INSTRUCTIONS FOR THE TASK: Quote the full listing word for word.

LISTED RECORDS:
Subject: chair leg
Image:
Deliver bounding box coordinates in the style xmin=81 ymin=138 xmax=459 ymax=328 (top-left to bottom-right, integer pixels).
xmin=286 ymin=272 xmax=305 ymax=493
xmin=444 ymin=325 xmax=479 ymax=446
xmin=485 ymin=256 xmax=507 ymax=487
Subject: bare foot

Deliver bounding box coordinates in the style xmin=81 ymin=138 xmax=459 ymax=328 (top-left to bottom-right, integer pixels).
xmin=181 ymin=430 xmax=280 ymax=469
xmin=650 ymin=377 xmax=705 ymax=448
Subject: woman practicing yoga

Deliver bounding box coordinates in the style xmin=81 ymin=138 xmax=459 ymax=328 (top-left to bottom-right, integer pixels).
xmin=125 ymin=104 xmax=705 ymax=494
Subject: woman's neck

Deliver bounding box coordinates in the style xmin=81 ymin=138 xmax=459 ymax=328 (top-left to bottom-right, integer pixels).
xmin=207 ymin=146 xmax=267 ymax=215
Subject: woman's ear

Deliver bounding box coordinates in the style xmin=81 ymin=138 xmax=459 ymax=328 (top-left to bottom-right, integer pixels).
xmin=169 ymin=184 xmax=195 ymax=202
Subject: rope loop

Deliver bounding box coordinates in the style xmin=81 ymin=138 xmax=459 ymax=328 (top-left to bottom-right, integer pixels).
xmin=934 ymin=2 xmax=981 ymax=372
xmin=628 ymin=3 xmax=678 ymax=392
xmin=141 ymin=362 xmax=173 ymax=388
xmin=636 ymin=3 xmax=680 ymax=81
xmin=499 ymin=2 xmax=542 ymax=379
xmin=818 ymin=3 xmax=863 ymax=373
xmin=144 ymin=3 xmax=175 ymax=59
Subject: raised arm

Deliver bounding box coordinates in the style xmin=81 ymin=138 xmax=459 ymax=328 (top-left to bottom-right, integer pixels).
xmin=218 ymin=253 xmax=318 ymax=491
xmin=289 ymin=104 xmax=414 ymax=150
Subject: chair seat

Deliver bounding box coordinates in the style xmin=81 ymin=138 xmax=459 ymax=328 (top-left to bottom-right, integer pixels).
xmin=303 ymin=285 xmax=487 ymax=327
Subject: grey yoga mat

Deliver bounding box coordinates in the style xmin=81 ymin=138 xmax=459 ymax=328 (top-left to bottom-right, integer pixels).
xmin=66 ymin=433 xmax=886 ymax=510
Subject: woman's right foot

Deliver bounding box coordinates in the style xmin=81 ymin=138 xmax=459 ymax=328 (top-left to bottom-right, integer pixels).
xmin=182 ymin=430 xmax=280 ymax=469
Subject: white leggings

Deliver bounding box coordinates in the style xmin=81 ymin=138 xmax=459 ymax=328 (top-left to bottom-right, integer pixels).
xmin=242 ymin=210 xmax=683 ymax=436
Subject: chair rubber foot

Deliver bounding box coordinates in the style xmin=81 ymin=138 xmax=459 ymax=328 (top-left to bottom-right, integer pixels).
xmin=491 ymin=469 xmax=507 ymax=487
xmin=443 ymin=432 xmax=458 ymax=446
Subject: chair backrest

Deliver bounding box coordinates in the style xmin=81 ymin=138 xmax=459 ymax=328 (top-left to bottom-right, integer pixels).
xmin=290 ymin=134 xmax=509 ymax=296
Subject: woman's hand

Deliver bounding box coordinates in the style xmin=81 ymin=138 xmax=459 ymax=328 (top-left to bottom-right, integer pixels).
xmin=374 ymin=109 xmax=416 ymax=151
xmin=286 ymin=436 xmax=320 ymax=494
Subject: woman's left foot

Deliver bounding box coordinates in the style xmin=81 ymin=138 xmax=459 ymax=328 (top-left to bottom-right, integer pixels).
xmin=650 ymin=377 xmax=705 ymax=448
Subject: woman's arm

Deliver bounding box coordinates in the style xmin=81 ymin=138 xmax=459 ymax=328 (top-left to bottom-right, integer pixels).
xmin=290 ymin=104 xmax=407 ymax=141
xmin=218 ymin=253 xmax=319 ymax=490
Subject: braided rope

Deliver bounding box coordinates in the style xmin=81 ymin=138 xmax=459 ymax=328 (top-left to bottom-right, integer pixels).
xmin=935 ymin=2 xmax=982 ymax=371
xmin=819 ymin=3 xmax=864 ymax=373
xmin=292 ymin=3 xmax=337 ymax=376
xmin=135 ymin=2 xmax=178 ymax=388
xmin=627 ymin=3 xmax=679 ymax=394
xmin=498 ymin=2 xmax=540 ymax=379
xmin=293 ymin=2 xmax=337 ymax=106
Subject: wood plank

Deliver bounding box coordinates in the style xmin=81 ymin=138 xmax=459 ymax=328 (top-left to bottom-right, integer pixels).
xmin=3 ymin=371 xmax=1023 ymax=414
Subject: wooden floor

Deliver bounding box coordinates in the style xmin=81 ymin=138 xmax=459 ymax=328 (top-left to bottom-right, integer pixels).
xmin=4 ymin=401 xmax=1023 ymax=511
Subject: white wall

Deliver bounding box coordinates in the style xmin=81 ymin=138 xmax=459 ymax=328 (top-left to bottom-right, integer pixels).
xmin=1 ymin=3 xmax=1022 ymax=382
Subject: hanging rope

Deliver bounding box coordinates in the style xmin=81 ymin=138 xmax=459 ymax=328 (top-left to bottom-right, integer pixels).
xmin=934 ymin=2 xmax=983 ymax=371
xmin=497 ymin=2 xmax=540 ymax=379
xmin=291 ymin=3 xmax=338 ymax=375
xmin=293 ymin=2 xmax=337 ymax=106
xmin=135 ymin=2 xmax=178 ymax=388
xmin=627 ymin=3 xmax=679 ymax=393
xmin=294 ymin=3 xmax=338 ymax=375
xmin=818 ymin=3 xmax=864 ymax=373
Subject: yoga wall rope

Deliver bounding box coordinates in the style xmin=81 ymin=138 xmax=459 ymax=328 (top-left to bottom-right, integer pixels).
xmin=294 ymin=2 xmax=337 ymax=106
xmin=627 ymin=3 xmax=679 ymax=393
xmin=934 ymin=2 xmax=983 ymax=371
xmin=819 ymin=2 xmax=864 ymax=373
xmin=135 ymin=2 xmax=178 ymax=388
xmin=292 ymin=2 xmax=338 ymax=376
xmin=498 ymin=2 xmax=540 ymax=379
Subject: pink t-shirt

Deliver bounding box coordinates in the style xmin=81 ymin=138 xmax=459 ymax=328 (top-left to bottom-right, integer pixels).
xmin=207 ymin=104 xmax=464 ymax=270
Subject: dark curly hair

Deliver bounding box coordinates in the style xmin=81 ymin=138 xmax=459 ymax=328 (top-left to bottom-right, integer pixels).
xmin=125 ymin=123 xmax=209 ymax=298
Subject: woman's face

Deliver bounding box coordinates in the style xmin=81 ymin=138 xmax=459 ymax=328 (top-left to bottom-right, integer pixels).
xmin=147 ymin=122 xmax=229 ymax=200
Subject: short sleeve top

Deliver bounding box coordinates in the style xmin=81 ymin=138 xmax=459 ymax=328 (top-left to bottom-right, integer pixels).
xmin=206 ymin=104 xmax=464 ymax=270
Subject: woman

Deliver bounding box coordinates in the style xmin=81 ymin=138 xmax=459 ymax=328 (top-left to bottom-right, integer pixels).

ANSWER AREA:
Subject: chair leg
Image:
Deliver bounding box coordinates in the style xmin=81 ymin=138 xmax=459 ymax=328 (top-left to bottom-right, integer pixels).
xmin=286 ymin=272 xmax=305 ymax=493
xmin=444 ymin=325 xmax=479 ymax=446
xmin=485 ymin=256 xmax=507 ymax=487
Subject: bare foot

Deliver bounding box coordinates in the style xmin=81 ymin=138 xmax=459 ymax=328 (top-left to bottom-right, integer pixels).
xmin=181 ymin=430 xmax=280 ymax=469
xmin=650 ymin=377 xmax=705 ymax=448
Subject: woman practicing yoga

Deliver bounding box coordinates in the style xmin=81 ymin=138 xmax=459 ymax=328 (top-left to bottom-right, integer pixels).
xmin=125 ymin=104 xmax=705 ymax=494
Subject: woman's neck

Deliver bounding box coordinates in the style xmin=81 ymin=138 xmax=459 ymax=328 (top-left to bottom-right, integer pixels).
xmin=207 ymin=146 xmax=267 ymax=215
Subject: woman's ear

Deliver bounding box coordinates in the style xmin=81 ymin=138 xmax=459 ymax=328 (top-left to bottom-right, integer pixels).
xmin=169 ymin=184 xmax=195 ymax=202
Subject: rope loop

Deliver bounding box coordinates in the style xmin=81 ymin=138 xmax=459 ymax=328 (top-left to bottom-right, integer pixels).
xmin=934 ymin=2 xmax=981 ymax=372
xmin=628 ymin=3 xmax=678 ymax=392
xmin=141 ymin=362 xmax=173 ymax=388
xmin=636 ymin=3 xmax=680 ymax=81
xmin=499 ymin=2 xmax=542 ymax=379
xmin=818 ymin=3 xmax=863 ymax=373
xmin=144 ymin=3 xmax=175 ymax=59
Subject: raised arm

Deliver bounding box coordinates in the style xmin=81 ymin=138 xmax=459 ymax=328 (top-left to bottom-right, integer pixels).
xmin=218 ymin=253 xmax=318 ymax=491
xmin=289 ymin=104 xmax=414 ymax=150
Subject: chair seat

Deliver bounding box coordinates in the style xmin=81 ymin=138 xmax=459 ymax=328 (top-left to bottom-right, integer pixels).
xmin=303 ymin=285 xmax=487 ymax=327
Subject: grey yoga mat

Deliver bounding box coordinates in the style xmin=81 ymin=138 xmax=459 ymax=328 (top-left to bottom-right, integer pixels).
xmin=66 ymin=433 xmax=886 ymax=510
Subject: woman's right foot

Deliver bounding box coordinates in the style xmin=81 ymin=138 xmax=459 ymax=328 (top-left to bottom-right, integer pixels).
xmin=182 ymin=430 xmax=280 ymax=469
Subject: white leggings

Deliver bounding box coordinates in the style xmin=81 ymin=138 xmax=459 ymax=328 (top-left to bottom-right, integer pixels).
xmin=242 ymin=210 xmax=683 ymax=436
Subject: chair rubber foot

Deliver bounding box coordinates in the style xmin=81 ymin=138 xmax=459 ymax=328 (top-left to bottom-right, integer pixels).
xmin=491 ymin=469 xmax=507 ymax=487
xmin=443 ymin=432 xmax=458 ymax=446
Subject: chair backrest

Deliver bounding box coordinates in the style xmin=81 ymin=138 xmax=459 ymax=328 (top-left to bottom-right, integer pixels).
xmin=290 ymin=134 xmax=509 ymax=296
Subject: woman's hand

Deliver bounding box coordinates in the style xmin=81 ymin=138 xmax=459 ymax=328 (top-left to bottom-right, integer pixels).
xmin=374 ymin=109 xmax=416 ymax=151
xmin=286 ymin=436 xmax=320 ymax=494
Subject: woman's left foot

Deliver bounding box coordinates in the style xmin=81 ymin=138 xmax=459 ymax=328 (top-left to bottom-right, integer pixels).
xmin=650 ymin=377 xmax=705 ymax=448
Subject: woman's arm

Deliver bounding box coordinates in the style xmin=81 ymin=138 xmax=459 ymax=328 (top-left to bottom-right, integer pixels).
xmin=290 ymin=104 xmax=407 ymax=141
xmin=218 ymin=253 xmax=319 ymax=490
Subject: braided rope

Deliver bounding box coordinates in the style xmin=81 ymin=138 xmax=459 ymax=328 (top-left to bottom-right, integer pixels).
xmin=935 ymin=2 xmax=982 ymax=371
xmin=819 ymin=3 xmax=864 ymax=373
xmin=292 ymin=3 xmax=337 ymax=376
xmin=135 ymin=2 xmax=178 ymax=388
xmin=627 ymin=3 xmax=679 ymax=394
xmin=498 ymin=2 xmax=540 ymax=379
xmin=293 ymin=2 xmax=337 ymax=106
Subject: wood plank

Deliver bounding box coordinates in the style xmin=81 ymin=138 xmax=459 ymax=328 (top-left to bottom-right, integer pixels).
xmin=3 ymin=371 xmax=1023 ymax=414
Subject: wooden floor

Deliver bounding box coordinates in the style xmin=81 ymin=138 xmax=459 ymax=328 (top-left to bottom-right, integer pixels).
xmin=4 ymin=401 xmax=1023 ymax=511
Subject: white wall

Deliver bounding box coordinates in the style xmin=81 ymin=138 xmax=459 ymax=328 (top-left to bottom-right, integer pixels).
xmin=1 ymin=3 xmax=1022 ymax=382
Subject: hanging rope

Deliver bounding box coordinates in the style xmin=81 ymin=138 xmax=459 ymax=328 (top-left to bottom-right, integer pixels).
xmin=934 ymin=2 xmax=983 ymax=371
xmin=497 ymin=2 xmax=540 ymax=379
xmin=291 ymin=3 xmax=338 ymax=375
xmin=293 ymin=2 xmax=337 ymax=106
xmin=135 ymin=2 xmax=178 ymax=388
xmin=627 ymin=3 xmax=679 ymax=393
xmin=294 ymin=3 xmax=338 ymax=375
xmin=818 ymin=3 xmax=864 ymax=373
Subject: yoga wall rope

Deliver bounding box coordinates in the style xmin=81 ymin=138 xmax=459 ymax=328 (top-left to bottom-right, integer pixels).
xmin=294 ymin=2 xmax=337 ymax=106
xmin=627 ymin=3 xmax=679 ymax=393
xmin=934 ymin=2 xmax=983 ymax=371
xmin=819 ymin=2 xmax=864 ymax=373
xmin=135 ymin=2 xmax=178 ymax=388
xmin=292 ymin=2 xmax=338 ymax=376
xmin=498 ymin=2 xmax=540 ymax=379
Subject: pink t-shirt

Deliver bounding box coordinates in the style xmin=81 ymin=138 xmax=459 ymax=328 (top-left to bottom-right, integer pixels).
xmin=207 ymin=104 xmax=464 ymax=270
Subject: dark curly hair

Deliver bounding box coordinates in the style xmin=81 ymin=138 xmax=459 ymax=328 (top-left to bottom-right, integer pixels).
xmin=125 ymin=123 xmax=209 ymax=298
Subject: woman's face

Deliver bounding box coordinates in the style xmin=81 ymin=138 xmax=459 ymax=328 (top-left to bottom-right, integer pixels).
xmin=147 ymin=122 xmax=229 ymax=200
Subject: short sleeve top

Deliver bounding box coordinates in the style xmin=81 ymin=138 xmax=459 ymax=328 (top-left to bottom-right, integer pixels).
xmin=206 ymin=104 xmax=464 ymax=270
Subject: woman

Deliver bounding box coordinates in the style xmin=81 ymin=138 xmax=459 ymax=328 (top-left to bottom-right, integer pixels).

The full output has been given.